[Region pointing data]
* * * *
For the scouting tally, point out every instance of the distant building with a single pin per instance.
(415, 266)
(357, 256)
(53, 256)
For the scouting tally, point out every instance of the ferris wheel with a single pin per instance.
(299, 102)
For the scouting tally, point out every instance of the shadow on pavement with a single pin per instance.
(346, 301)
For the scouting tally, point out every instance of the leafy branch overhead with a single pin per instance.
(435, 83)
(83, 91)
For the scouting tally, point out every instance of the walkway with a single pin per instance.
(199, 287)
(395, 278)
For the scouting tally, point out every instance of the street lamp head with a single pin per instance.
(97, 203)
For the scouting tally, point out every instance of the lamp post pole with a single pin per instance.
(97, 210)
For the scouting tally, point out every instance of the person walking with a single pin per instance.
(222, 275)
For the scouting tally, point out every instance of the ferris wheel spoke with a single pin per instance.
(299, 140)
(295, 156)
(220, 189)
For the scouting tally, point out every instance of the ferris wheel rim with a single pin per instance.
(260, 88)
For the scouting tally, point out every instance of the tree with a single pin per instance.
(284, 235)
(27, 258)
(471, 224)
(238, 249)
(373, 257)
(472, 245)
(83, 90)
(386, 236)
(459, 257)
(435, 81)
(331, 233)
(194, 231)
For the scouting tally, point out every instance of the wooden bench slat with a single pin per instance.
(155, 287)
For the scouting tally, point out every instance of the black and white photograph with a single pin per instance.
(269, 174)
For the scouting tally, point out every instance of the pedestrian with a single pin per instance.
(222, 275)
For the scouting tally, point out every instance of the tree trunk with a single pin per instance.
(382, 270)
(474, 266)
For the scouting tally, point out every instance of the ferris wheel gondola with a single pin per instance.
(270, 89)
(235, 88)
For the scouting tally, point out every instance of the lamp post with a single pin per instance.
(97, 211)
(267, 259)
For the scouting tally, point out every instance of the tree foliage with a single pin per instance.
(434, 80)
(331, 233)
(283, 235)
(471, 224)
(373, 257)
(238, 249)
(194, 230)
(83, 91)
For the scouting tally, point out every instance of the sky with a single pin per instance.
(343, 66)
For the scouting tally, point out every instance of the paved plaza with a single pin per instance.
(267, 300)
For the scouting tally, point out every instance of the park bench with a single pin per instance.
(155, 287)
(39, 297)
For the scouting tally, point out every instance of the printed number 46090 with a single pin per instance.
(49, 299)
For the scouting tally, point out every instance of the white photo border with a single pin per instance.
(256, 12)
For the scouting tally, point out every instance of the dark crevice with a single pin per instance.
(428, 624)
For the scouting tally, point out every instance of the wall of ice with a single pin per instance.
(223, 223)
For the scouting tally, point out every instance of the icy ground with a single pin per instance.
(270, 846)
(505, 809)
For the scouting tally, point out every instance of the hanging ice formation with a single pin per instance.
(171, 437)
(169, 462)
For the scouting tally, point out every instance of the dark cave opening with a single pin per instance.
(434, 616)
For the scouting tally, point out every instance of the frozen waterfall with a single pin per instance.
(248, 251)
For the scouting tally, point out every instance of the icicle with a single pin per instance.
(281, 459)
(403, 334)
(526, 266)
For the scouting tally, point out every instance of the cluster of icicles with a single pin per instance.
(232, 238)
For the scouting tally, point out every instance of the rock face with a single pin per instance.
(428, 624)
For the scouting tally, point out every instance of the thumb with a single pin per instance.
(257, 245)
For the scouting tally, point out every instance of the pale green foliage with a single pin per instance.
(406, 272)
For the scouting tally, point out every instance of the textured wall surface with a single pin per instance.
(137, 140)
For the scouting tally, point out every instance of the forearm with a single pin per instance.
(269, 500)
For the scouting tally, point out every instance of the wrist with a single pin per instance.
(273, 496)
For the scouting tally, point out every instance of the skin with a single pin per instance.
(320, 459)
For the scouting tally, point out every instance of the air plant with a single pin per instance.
* * * *
- **Goal of the exercise**
All lines from the line holding "For the scouting tally, point out every instance of the wrist" through the end of the records above need to be transcribed exactly, and no other text should appear.

- **Solved exercise**
For the scouting tally, point out every instance of the wrist with a single pin per instance.
(273, 496)
For the scouting tally, point out every instance of the skin with a single pin per instance.
(320, 459)
For the scouting tally, point out every instance of the air plant with a single pin per instance.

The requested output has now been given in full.